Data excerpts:

+--

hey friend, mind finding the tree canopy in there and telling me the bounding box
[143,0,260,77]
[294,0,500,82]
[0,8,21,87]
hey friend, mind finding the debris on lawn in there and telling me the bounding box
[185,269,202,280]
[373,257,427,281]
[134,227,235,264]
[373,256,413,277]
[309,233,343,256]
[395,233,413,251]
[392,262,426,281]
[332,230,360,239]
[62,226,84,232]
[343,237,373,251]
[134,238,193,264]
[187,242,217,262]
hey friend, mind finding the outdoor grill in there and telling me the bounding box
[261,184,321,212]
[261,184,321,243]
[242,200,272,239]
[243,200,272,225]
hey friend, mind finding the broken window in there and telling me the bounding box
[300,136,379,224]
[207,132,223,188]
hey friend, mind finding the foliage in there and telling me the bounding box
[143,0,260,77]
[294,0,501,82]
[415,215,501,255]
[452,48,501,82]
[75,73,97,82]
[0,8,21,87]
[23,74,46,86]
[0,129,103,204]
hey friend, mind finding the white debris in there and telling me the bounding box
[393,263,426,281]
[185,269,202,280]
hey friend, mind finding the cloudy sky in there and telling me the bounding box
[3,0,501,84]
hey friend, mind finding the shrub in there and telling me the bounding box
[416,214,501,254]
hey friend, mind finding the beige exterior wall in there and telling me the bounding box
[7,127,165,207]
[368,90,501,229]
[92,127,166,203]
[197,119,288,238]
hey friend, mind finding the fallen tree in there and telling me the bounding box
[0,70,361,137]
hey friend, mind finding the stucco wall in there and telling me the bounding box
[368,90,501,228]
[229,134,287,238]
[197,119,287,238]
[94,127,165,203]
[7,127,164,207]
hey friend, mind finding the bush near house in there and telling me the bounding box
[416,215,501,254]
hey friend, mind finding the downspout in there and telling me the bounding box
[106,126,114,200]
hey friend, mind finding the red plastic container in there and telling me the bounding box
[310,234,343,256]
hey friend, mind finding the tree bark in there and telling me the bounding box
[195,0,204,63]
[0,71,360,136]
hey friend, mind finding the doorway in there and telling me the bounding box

+--

Task prompt ▸
Write each line of the data above out again without altering a word.

Completed task ▸
hey friend, mind finding the tree canopy in there and telling me the bounding box
[143,0,260,77]
[294,0,500,82]
[0,8,21,87]
hey friend, mind finding the debris on lawn in there and telling me the bounding box
[185,269,202,280]
[373,257,427,281]
[134,227,235,264]
[373,256,413,277]
[309,233,343,256]
[395,233,413,251]
[392,262,426,281]
[332,230,360,239]
[62,226,84,232]
[343,237,373,251]
[134,238,193,264]
[187,242,217,262]
hey friend, mind finding the outdoor grill in there and telling me the bounding box
[261,184,321,212]
[261,184,321,243]
[242,200,272,239]
[243,200,272,225]
hey friend, mind finding the broken window in there and telling me the bounding box
[300,136,379,224]
[207,132,223,188]
hey friend, mind finding the foliage in there and telling me the bounding box
[143,0,260,77]
[294,0,501,82]
[415,215,501,255]
[452,48,501,82]
[75,73,97,82]
[0,8,21,87]
[23,74,46,86]
[0,129,103,204]
hey friend, mind finding the white debris in there and telling me the bounding box
[393,263,426,281]
[185,269,202,280]
hey friend, mind finding the cloudy sky in there and telling me the bounding box
[3,0,501,84]
hey friend, mind finding the shrub in there and telling me the bounding box
[416,214,501,254]
hey friend, mind finding the beige exterior wall in there and telling me the bounding box
[7,127,165,207]
[368,90,501,229]
[92,127,166,203]
[197,119,288,238]
hey friend, mind finding the fallen tree in there and telling me the bounding box
[0,70,361,137]
hey friend, mind finding the stucco wall in there and telling me the bounding box
[368,90,501,228]
[229,134,287,238]
[197,119,287,238]
[94,127,165,203]
[7,127,164,207]
hey friend, mind finding the bush near house in there and telling me the bounding box
[416,215,501,254]
hey friend, mind finding the downspout in there and telling me the bounding box
[106,126,114,200]
hey friend, mind finding the red plastic container in there and telling me the bounding box
[310,234,343,256]
hey friend, mind finding the tree bark in there and telling me the bounding box
[195,0,204,63]
[0,71,360,136]
hey friend, mind finding the doorway in there and telling me the bounding box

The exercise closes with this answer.